ABOUT THIS TASK
Please write each entry out again exactly as shown.

AVAILABLE RECORDS
*-*-*

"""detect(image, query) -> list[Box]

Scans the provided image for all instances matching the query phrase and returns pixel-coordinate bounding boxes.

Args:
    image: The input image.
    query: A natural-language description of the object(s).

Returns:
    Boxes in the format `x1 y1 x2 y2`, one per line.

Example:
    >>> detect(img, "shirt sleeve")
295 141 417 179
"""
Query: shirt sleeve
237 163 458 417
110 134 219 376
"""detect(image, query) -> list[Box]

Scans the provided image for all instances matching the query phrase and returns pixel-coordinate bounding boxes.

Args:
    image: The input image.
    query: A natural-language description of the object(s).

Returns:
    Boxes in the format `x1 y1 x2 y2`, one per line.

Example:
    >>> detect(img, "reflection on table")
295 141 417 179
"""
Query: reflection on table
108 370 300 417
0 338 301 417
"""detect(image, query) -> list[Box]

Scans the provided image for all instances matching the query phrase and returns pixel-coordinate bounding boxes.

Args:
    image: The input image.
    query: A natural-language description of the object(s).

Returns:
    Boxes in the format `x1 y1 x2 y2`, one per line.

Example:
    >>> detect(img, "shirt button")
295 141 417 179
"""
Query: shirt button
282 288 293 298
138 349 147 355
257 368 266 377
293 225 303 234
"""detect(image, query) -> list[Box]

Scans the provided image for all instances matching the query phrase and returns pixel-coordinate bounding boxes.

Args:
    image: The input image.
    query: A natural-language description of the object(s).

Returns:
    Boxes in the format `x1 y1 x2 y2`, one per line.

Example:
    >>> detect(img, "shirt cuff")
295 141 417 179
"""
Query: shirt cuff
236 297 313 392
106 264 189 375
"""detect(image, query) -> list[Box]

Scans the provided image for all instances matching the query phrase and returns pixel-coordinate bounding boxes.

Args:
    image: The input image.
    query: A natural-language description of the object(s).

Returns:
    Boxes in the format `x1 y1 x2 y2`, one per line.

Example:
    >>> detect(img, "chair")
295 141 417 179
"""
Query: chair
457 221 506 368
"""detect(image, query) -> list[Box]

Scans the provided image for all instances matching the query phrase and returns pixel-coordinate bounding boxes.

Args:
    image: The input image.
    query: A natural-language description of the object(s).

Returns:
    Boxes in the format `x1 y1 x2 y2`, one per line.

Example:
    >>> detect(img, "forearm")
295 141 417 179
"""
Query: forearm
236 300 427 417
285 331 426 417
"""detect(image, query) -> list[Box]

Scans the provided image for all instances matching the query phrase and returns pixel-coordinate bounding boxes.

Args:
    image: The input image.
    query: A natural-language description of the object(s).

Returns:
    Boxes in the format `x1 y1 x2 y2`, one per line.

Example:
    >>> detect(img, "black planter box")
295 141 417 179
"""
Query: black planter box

*-*-*

WORKED SOLUTION
"""detect(image, query) -> list[Box]

Scans the provided image for all instances matching the query phrase and returns pixel-coordinate bounding boxes.

Args:
    image: The input image.
    query: A natural-language description of the object(s).

Returns:
    Boxes in the format `x1 y1 x2 y2`, one per line.

Example:
    >>> detect(img, "shirt sleeve")
295 141 417 179
"""
Query: shirt sleeve
237 163 458 417
110 134 219 376
"""detect(image, query) -> list[Box]

Scans the provided image for all instances matching the query phrase and returns pixel-coordinate bounding boxes.

Args:
    image: The input image.
    query: A natural-language description of the object(s).

Returns:
    Boxes in the format `x1 y1 x2 y2`, one per line.

Example:
    >>> detect(img, "reflection on table")
295 141 417 179
"""
Query: reflection on table
108 370 300 417
0 338 301 417
"""detect(image, query) -> list[Box]

Scans the provided image for all instances matching the query phrase and returns pixel-coordinate bounding boxes.

Args:
    image: The input image.
    query: A natural-language description of the object(s).

Returns:
    Boxes in the format `x1 y1 x2 y2`, one per line.

Example:
    >>> detect(img, "shirt button")
295 141 417 179
"""
Query: shirt button
282 288 293 298
138 349 147 355
257 368 266 377
293 225 303 234
"""detect(image, query) -> list[Box]

Scans the provided image for all instances matching the query phrase and returns pixel-coordinate bounding boxes.

Args:
    image: The input image.
    query: A natural-language description of the object(s).

Returns:
    Boxes in the format `x1 y1 x2 y2`, one per line.

Example:
    >>> detect(img, "shirt cuff")
295 141 417 179
"""
Query: shirt cuff
236 297 313 392
106 264 189 375
"""detect(image, query) -> list[Box]

Scans the provided image for all instances matching the query phrase and returns pixel-coordinate bounding boxes.

Args:
    image: The input image.
    query: A natural-language description of the object(s).

Returns:
    Boxes in the format `x1 y1 x2 y2`, one per line.

Example:
    >>> detect(img, "chair")
295 141 417 179
"""
Query: chair
457 221 506 368
"""detect(image, query) -> list[Box]

Scans the provided image for all instances matching the query phrase and returns pixel-coordinate bounding boxes.

Args:
    image: The input image.
    query: A natural-language description of the object(s).

Returns:
    Boxes in the format `x1 y1 x2 y2`, one per line.

Example:
    >>> detect(img, "forearm")
295 141 417 179
"""
Query: forearm
236 300 427 417
285 331 426 417
"""detect(image, query) -> list[Box]

Scans the provided image for all instances matching the query phrase and returns pixel-coordinate bounding boxes.

Args:
    image: The input image.
    query: A natural-language description of the object(s).

Returns:
    Boxes in the format `x1 y1 x2 y2`, one per line.

Example:
    >>> detect(img, "black planter box")
295 141 417 179
"""
Query: black planter box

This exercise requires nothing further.